═══ Source passage ═══
Single by the Temptations

from the album Puzzle People
- B-side: "Running Away (Ain't Gonna Help You)"
- Released: July 30, 1969
- Recorded: Hitsville USA (Studio A); June 23, June 24, June 27, June 30, July 2, and July 3, 1969
- Genre: Funk, psychedelic soul
- Length: 2:51
- Label: Gordy G 7093
- Songwriters: Norman Whitfield; Barrett Strong;
- Producer: Norman Whitfield

The Temptations singles chronology
| "Don't Let the Joneses Get You Down" (1969) | "I Can't Get Next to You" (1969) | "The Weight" (1969) |

= I Can't Get Next to You =

1969 single by the Temptations

"I Can't Get Next to You" is a 1969 single recorded by the Temptations and written by Norman Whitfield and Barrett Strong for the Gordy (Motown) label. The song was a No. 1 single on the Billboard Top Pop Singles chart for two weeks in 1969, from October 18 to October 25, replacing "Sugar, Sugar" by the Archies and replaced by "Suspicious Minds" by Elvis Presley. The single was also a No. 1 hit on the Billboard Top R&B Singles for five weeks, from October 4 to November 1, replacing "Oh, What a Night" by the Dells, and replaced by another Motown song, "Baby I'm For Real" by the Originals.

The single was the second of the Temptations' four No. 1 hits on the United States pop charts, and was also one of the best-selling singles the group released. Billboard ranked it as the No. 3 song for 1969.

The applause that starts the song, which is cut short by Dennis Edwards' spoken "Hold it, hold it, listen" line, was sampled in another Temptations song "Psychedelic Shack".
═══ Data excerpts ═══
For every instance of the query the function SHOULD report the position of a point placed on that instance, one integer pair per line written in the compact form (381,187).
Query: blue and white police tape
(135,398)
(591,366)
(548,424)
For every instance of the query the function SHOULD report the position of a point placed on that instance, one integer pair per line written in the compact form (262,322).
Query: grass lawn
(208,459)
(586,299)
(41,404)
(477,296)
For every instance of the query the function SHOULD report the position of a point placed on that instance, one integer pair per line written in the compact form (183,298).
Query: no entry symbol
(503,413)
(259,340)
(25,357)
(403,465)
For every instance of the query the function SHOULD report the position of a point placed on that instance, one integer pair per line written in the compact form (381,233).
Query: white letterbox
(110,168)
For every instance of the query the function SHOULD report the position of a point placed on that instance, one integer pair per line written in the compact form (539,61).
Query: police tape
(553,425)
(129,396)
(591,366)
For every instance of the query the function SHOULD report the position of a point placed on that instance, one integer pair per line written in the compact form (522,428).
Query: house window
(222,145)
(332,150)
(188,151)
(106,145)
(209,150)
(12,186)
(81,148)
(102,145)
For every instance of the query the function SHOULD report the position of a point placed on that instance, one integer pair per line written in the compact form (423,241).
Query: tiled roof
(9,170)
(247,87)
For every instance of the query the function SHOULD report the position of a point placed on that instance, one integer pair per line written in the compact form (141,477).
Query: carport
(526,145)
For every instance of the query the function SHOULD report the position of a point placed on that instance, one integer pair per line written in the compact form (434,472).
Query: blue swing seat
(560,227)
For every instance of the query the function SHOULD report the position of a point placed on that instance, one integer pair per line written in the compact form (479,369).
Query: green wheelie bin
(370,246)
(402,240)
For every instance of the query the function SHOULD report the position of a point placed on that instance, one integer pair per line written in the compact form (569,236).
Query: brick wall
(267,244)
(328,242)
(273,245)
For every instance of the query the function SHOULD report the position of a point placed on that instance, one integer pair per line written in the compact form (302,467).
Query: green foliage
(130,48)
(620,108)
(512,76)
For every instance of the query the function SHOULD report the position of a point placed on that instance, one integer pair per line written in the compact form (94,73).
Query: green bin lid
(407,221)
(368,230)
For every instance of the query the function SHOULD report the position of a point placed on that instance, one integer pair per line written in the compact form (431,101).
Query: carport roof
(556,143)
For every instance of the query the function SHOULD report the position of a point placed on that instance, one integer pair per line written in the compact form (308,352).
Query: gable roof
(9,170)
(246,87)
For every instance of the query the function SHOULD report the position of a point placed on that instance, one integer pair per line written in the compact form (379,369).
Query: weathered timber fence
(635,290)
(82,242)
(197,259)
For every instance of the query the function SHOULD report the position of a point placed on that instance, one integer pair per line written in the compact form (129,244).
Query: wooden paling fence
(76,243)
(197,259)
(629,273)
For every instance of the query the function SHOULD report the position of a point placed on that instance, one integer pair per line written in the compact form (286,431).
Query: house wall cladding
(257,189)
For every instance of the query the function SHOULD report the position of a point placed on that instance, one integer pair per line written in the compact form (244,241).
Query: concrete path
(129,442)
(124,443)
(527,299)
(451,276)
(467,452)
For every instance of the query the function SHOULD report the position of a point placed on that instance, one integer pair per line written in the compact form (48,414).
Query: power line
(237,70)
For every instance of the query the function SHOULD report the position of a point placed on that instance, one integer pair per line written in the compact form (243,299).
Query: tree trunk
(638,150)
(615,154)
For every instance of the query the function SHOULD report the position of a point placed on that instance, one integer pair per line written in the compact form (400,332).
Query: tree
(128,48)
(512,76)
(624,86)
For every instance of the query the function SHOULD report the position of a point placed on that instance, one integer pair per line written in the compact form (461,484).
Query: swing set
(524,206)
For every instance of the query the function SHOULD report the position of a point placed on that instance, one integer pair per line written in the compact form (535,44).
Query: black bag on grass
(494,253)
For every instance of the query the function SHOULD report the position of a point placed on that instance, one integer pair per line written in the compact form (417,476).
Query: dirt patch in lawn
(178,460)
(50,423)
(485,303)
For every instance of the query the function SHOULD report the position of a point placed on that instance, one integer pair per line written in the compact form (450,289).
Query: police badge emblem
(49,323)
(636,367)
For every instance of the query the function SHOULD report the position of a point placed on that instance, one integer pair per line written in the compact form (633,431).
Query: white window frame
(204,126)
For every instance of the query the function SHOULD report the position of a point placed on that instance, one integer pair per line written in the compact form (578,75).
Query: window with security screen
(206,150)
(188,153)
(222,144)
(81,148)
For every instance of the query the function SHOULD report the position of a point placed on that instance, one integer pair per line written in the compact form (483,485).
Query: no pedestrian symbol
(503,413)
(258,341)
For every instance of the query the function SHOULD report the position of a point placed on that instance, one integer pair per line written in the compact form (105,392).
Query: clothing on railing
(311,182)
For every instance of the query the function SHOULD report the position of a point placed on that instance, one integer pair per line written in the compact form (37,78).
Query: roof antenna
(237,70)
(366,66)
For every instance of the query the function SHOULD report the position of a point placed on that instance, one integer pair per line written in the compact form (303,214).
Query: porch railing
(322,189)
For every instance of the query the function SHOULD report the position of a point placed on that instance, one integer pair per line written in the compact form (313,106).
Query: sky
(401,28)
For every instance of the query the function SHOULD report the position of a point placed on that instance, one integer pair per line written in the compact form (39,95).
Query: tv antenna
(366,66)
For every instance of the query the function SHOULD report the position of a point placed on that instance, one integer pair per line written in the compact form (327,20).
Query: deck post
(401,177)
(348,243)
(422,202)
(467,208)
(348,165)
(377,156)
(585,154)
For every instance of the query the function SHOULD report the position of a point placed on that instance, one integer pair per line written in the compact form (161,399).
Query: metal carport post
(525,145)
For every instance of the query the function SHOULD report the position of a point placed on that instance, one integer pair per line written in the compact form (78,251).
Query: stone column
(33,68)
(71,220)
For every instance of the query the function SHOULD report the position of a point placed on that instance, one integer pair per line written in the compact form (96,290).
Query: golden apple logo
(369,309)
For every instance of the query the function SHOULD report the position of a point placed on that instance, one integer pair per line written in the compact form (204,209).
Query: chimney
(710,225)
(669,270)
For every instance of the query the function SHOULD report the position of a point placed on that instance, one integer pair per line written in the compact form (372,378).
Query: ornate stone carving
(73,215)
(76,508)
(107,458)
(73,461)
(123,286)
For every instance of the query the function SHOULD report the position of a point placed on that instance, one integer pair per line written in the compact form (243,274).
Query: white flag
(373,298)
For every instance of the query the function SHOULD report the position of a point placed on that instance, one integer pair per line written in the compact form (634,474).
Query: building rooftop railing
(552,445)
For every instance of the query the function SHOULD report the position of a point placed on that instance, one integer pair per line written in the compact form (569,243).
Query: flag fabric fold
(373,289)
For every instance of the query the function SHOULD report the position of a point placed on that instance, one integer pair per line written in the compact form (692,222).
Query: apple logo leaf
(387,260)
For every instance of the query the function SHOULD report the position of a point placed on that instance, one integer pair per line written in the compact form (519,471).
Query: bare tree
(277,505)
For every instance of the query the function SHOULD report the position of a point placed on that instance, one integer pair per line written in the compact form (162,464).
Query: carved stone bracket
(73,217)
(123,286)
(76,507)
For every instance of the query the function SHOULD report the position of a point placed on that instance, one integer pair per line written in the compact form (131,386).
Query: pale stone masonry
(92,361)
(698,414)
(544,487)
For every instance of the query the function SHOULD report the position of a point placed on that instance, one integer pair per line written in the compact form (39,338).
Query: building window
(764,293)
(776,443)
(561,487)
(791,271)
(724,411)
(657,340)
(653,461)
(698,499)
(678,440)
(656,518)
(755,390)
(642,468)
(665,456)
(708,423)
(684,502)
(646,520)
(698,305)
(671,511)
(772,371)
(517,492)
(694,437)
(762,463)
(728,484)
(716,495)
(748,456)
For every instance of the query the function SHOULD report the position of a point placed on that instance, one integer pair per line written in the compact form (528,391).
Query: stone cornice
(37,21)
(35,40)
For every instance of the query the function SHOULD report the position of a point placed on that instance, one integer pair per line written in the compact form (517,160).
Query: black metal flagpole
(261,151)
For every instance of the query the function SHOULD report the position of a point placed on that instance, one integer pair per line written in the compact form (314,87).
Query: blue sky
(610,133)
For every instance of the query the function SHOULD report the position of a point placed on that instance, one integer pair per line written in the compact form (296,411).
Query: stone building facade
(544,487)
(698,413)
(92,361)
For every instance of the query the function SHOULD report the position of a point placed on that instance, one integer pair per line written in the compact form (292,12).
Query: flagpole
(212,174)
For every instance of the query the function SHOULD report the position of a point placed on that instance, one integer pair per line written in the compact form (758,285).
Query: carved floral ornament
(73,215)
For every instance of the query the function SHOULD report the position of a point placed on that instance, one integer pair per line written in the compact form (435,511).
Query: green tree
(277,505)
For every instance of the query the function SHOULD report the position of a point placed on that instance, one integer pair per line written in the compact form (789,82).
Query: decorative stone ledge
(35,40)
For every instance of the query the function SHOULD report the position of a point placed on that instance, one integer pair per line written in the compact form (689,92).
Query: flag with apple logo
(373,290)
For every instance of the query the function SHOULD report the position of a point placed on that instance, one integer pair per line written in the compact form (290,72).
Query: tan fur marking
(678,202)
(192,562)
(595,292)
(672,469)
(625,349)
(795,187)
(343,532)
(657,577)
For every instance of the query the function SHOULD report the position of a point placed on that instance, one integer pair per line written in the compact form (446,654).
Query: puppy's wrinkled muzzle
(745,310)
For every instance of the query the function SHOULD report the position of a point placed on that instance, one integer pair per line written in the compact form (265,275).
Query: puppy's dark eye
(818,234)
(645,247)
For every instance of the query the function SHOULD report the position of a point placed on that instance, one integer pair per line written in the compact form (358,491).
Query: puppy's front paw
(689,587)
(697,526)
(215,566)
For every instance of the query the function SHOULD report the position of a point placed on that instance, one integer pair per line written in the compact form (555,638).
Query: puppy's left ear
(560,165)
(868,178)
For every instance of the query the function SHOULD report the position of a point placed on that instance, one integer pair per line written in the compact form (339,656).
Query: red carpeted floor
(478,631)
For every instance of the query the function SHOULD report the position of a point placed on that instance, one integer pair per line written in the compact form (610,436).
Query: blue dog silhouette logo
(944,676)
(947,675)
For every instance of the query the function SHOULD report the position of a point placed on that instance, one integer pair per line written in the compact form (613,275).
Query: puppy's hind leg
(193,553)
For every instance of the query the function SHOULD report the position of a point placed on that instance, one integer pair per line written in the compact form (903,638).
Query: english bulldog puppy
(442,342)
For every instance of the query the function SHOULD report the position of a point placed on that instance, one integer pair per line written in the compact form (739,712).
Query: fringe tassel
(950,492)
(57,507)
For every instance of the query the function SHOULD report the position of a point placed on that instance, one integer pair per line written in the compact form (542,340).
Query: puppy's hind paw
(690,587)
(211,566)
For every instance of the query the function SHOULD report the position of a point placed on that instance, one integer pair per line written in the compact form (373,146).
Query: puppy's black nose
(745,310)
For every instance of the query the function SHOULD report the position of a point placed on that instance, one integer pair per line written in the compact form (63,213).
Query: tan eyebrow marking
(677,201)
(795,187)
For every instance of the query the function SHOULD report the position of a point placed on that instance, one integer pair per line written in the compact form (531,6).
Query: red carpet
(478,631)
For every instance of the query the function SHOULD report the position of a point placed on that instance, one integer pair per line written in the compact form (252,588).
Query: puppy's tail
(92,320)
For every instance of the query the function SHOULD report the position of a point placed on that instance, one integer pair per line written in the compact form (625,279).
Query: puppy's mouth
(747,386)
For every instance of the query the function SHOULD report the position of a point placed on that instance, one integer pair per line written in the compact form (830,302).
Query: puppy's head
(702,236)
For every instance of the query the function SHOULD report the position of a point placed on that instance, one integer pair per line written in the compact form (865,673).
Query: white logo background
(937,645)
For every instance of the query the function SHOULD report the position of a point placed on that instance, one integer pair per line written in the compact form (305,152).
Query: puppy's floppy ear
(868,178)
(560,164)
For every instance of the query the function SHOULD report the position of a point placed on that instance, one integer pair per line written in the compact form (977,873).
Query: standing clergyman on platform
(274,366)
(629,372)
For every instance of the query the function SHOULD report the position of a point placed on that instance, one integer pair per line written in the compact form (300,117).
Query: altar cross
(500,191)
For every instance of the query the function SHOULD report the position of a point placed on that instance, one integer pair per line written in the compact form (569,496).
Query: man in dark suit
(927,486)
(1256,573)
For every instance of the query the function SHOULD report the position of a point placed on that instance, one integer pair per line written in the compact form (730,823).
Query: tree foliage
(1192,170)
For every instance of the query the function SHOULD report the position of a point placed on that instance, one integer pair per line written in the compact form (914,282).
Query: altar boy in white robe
═══
(Exercise):
Update the passage about "I Can't Get Next to You" between "The Temptations singles" and "by the Originals.", inclusive, putting "number one" wherever "No. 1" appears.

(Result of this exercise):
The Temptations singles chronology
| "Don't Let the Joneses Get You Down" (1969) | "I Can't Get Next to You" (1969) | "The Weight" (1969) |

= I Can't Get Next to You =

1969 single by the Temptations

"I Can't Get Next to You" is a 1969 single recorded by the Temptations and written by Norman Whitfield and Barrett Strong for the Gordy (Motown) label. The song was a number one single on the Billboard Top Pop Singles chart for two weeks in 1969, from October 18 to October 25, replacing "Sugar, Sugar" by the Archies and replaced by "Suspicious Minds" by Elvis Presley. The single was also a number one hit on the Billboard Top R&B Singles for five weeks, from October 4 to November 1, replacing "Oh, What a Night" by the Dells, and replaced by another Motown song, "Baby I'm For Real" by the Originals.